Records provided: Begin

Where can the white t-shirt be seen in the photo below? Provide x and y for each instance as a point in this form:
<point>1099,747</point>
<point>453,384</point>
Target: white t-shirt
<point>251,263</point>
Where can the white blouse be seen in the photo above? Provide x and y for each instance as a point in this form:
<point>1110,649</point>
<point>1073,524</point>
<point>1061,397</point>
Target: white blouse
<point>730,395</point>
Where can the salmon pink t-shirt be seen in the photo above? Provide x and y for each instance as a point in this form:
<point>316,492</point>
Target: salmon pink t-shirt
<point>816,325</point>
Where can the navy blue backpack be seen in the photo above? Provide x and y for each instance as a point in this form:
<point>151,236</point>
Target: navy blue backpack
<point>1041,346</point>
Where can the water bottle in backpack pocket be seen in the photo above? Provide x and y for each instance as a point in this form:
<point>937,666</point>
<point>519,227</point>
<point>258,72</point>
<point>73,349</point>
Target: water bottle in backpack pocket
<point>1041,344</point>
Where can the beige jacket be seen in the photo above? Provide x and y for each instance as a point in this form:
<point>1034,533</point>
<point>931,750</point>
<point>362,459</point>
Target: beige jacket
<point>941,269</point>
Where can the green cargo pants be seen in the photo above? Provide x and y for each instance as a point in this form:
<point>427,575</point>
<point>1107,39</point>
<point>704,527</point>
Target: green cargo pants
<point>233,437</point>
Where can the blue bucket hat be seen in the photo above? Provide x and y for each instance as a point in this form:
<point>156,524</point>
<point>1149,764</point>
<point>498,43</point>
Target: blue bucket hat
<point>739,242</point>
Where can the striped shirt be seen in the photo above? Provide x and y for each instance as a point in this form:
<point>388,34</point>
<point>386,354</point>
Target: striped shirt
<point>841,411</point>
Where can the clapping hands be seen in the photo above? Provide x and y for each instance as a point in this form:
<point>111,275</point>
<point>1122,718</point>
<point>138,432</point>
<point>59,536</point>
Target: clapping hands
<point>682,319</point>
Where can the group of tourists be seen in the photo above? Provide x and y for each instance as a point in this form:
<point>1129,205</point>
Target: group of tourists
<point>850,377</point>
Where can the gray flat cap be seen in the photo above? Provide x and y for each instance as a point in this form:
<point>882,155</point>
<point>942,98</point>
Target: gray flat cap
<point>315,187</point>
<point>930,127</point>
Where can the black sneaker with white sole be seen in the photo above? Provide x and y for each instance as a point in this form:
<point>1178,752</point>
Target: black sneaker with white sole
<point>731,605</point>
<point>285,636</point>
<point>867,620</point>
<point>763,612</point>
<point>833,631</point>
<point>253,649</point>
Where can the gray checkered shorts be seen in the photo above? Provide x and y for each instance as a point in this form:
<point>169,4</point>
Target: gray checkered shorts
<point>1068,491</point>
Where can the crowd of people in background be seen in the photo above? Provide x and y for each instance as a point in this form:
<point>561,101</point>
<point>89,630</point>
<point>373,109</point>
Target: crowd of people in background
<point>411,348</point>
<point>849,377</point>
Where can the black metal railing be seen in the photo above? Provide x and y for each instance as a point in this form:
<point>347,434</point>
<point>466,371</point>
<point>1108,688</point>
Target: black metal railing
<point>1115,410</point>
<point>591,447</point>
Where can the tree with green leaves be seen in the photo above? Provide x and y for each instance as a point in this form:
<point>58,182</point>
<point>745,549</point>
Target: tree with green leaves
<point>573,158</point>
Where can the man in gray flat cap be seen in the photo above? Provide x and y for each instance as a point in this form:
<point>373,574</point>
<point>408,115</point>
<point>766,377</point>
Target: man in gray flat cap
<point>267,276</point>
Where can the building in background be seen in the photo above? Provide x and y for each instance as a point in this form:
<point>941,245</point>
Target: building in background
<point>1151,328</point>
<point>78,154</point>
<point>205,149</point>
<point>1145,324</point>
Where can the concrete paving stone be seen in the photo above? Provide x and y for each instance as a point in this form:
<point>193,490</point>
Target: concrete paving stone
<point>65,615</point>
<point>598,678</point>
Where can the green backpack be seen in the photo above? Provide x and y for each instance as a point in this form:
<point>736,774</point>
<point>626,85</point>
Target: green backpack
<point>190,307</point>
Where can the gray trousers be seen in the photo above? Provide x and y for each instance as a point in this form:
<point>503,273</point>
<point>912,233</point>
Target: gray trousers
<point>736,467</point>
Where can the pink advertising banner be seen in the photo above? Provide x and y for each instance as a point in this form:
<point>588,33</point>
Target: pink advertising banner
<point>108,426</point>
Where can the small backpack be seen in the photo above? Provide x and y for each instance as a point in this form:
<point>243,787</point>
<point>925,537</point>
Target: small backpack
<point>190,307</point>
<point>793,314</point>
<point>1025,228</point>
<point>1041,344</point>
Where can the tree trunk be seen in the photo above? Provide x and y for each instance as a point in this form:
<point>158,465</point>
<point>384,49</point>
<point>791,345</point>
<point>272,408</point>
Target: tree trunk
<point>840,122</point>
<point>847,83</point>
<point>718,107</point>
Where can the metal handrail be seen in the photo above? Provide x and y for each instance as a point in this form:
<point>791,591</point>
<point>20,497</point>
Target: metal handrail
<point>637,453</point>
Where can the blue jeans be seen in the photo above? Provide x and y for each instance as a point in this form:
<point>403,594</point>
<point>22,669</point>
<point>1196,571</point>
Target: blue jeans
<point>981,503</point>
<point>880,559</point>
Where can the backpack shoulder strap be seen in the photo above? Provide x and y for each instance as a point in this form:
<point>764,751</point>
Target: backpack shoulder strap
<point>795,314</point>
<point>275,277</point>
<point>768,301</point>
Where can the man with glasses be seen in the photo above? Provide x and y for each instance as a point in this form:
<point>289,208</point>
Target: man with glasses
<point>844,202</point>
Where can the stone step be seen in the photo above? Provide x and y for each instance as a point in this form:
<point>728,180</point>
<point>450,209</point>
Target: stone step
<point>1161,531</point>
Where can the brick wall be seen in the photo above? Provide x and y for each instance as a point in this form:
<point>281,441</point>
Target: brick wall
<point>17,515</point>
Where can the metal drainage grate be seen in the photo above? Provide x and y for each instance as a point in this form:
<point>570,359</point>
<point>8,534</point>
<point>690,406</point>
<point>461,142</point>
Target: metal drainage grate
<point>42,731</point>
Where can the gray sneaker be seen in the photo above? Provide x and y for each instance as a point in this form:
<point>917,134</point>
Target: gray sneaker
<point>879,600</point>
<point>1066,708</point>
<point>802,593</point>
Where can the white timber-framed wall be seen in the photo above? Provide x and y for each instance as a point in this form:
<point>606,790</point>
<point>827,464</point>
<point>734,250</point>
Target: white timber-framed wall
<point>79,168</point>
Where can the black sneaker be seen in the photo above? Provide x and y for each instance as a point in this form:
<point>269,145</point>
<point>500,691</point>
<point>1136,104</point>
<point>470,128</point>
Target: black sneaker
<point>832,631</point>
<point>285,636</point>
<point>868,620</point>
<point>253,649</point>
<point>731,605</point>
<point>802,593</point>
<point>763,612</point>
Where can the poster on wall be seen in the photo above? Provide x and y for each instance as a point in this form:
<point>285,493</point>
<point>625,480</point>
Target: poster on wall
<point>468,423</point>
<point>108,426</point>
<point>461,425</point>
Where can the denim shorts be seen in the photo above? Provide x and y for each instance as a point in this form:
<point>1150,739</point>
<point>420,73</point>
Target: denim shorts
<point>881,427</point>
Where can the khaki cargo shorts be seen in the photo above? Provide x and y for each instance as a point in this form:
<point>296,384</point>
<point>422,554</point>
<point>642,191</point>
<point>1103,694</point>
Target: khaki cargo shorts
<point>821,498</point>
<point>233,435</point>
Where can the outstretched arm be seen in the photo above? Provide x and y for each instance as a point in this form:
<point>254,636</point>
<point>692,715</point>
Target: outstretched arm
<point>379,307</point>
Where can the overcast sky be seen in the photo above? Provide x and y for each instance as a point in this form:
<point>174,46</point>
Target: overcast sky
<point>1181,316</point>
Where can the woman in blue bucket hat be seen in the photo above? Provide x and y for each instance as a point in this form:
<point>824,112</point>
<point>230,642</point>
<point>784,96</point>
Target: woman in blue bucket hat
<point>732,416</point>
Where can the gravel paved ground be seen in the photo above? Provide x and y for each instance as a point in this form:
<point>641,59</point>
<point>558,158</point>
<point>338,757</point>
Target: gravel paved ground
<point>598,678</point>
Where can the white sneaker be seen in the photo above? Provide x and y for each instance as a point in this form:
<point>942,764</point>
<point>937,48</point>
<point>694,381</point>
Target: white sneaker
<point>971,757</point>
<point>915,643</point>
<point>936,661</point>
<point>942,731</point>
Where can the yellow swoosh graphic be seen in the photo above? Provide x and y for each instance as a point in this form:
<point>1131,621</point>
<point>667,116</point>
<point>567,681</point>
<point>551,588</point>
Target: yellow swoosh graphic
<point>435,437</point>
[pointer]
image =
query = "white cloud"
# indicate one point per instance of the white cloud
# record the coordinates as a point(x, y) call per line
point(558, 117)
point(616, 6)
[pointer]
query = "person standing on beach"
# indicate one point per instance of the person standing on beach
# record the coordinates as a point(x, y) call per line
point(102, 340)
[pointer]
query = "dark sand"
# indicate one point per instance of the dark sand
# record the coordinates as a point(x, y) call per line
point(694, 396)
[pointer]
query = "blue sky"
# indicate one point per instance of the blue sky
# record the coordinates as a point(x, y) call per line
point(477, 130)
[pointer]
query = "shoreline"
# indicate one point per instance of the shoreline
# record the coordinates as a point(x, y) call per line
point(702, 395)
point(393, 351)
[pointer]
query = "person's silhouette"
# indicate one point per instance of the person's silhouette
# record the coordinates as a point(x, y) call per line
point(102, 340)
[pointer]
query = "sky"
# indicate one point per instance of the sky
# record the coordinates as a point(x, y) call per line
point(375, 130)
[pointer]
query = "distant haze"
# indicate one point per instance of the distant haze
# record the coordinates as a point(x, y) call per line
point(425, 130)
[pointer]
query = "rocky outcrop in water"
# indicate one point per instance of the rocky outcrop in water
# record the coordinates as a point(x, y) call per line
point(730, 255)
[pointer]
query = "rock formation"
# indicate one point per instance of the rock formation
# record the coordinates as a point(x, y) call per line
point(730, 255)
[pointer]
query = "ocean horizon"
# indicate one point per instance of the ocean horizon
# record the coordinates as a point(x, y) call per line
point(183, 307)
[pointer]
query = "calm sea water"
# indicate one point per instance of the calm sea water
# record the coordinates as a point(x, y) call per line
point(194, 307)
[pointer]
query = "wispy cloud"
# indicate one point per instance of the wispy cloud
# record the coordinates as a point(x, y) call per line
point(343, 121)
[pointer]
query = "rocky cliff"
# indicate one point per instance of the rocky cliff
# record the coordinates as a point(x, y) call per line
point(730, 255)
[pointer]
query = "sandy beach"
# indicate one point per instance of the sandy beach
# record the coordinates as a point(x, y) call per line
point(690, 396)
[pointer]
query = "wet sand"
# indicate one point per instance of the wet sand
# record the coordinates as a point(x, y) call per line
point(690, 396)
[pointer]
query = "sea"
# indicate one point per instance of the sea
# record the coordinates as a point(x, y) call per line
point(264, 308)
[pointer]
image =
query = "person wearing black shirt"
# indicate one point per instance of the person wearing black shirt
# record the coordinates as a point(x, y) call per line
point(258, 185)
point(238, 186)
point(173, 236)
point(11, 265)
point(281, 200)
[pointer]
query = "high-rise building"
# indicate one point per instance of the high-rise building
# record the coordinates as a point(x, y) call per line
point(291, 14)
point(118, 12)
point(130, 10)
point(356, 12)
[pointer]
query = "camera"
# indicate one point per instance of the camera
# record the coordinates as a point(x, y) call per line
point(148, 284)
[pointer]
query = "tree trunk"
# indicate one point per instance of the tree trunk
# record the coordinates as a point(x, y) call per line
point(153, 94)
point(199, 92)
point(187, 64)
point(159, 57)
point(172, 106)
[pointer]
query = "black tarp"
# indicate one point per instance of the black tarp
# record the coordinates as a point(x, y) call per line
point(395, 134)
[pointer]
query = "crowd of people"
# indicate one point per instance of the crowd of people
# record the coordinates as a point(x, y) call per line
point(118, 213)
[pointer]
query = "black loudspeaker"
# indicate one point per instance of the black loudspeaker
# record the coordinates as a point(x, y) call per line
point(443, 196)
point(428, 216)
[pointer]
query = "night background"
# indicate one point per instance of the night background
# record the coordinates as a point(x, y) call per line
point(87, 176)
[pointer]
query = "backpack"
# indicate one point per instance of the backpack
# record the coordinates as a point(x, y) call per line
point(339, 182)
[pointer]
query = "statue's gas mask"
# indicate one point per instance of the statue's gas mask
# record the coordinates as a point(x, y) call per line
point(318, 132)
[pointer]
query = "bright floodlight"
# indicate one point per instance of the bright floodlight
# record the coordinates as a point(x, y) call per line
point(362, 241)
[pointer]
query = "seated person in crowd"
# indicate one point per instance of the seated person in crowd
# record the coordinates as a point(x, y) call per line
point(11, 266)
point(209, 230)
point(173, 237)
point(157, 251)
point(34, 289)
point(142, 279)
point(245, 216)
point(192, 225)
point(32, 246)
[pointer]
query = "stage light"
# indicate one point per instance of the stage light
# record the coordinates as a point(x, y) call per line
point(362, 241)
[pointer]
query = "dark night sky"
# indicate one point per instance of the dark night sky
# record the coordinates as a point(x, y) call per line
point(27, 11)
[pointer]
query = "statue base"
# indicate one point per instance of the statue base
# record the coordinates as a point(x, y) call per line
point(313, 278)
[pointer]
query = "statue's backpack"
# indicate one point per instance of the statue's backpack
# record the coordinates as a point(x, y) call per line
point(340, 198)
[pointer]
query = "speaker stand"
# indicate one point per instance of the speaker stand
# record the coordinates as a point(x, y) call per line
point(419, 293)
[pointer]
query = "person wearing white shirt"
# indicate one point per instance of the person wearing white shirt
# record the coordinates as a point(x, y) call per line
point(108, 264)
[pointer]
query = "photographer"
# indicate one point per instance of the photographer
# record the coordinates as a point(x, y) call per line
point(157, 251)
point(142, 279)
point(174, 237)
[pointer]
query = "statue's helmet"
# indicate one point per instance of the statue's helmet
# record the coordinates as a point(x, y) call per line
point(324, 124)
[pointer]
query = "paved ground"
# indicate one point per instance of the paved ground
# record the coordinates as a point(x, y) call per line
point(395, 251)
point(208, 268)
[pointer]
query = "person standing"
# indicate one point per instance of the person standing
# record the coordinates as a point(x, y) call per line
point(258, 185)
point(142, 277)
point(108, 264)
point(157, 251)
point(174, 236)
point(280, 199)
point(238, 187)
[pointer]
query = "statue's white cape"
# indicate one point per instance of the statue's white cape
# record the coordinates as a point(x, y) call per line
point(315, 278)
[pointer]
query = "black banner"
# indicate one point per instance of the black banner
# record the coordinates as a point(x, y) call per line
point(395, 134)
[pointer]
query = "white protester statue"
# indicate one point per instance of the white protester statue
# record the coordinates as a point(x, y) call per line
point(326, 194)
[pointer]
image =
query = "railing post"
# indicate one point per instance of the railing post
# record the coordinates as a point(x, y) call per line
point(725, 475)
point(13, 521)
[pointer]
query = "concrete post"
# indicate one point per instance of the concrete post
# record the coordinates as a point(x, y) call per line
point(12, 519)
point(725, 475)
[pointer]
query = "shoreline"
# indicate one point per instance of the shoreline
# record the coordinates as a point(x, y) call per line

Records provided: End

• About this exercise: Take the lines above from the one containing "Where can the white timber-framed" down to the one containing "<point>174,46</point>", and transcribe them exactly, both ends included.

• Answer section:
Where can the white timber-framed wall be seen in the photo above? Provide x and y for each instance as a point in this form:
<point>606,790</point>
<point>827,464</point>
<point>734,250</point>
Target: white timber-framed wall
<point>79,168</point>
Where can the black sneaker be seen in the photo above? Provide x and y for each instance as a point in this form:
<point>269,145</point>
<point>500,691</point>
<point>1136,104</point>
<point>470,128</point>
Target: black sneaker
<point>832,631</point>
<point>285,636</point>
<point>868,620</point>
<point>253,649</point>
<point>731,605</point>
<point>802,593</point>
<point>763,612</point>
Where can the poster on wall be seen in the photo above? Provide x and y for each instance as a point in this form:
<point>285,493</point>
<point>625,480</point>
Target: poster on wall
<point>468,423</point>
<point>108,426</point>
<point>461,425</point>
Where can the denim shorts be seen in the photo above? Provide x and y for each instance as a point in this form:
<point>1150,739</point>
<point>420,73</point>
Target: denim shorts
<point>881,427</point>
Where can the khaki cargo shorts be seen in the photo above? Provide x and y for each instance as a point in this form:
<point>296,384</point>
<point>422,554</point>
<point>642,191</point>
<point>1103,694</point>
Target: khaki cargo shorts
<point>821,498</point>
<point>233,435</point>
Where can the outstretched arm be seen in the photo above? Provide x and y for each instance as a point in this form:
<point>254,636</point>
<point>692,715</point>
Target: outstretched arm
<point>379,307</point>
Where can the overcast sky be seen in the photo above? Provide x and y for each instance as a point in this form:
<point>174,46</point>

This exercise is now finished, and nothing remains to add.